** What the task requires **
What you give back must match the records below exactly.

(Beginning of Dataset records)

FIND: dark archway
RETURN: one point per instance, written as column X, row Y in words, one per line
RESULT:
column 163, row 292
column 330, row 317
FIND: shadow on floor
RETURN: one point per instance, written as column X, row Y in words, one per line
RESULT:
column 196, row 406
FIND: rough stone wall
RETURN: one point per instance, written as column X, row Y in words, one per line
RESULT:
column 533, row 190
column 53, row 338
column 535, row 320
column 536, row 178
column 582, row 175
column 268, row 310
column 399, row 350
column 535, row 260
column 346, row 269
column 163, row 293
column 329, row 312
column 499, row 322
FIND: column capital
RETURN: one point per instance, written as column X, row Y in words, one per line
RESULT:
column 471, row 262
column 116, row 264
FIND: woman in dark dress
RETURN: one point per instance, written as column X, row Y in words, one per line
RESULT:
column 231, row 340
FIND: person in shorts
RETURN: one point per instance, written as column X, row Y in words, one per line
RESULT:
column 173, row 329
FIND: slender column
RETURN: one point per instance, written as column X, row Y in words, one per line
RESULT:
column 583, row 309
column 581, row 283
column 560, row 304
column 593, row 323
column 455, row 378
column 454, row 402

(End of Dataset records)

** Answer section **
FIND: dark archway
RETURN: one point per instance, written as column X, row Y in words, one per line
RESULT:
column 163, row 292
column 330, row 317
FIND: shadow on floor
RETURN: one point per instance, written as column X, row Y in words, one per line
RESULT:
column 196, row 406
FIND: rough stone wall
RETURN: one point per instance, written as column X, row Y in words, one per line
RESULT:
column 533, row 190
column 53, row 338
column 535, row 320
column 536, row 178
column 582, row 175
column 268, row 310
column 399, row 350
column 535, row 260
column 346, row 269
column 163, row 293
column 329, row 312
column 499, row 322
FIND: column capital
RETURN: one point per instance, written as column X, row Y in words, one per line
RESULT:
column 471, row 262
column 116, row 264
FIND: woman in dark dress
RETURN: one point per instance, written as column X, row Y in words, one per line
RESULT:
column 231, row 340
FIND: person in shorts
RETURN: one point per instance, written as column X, row Y in words, one per line
RESULT:
column 173, row 329
FIND: slender column
RETURN: one point per instance, written as column X, row Y in words, one per line
RESULT:
column 583, row 309
column 581, row 283
column 560, row 304
column 593, row 323
column 455, row 378
column 454, row 402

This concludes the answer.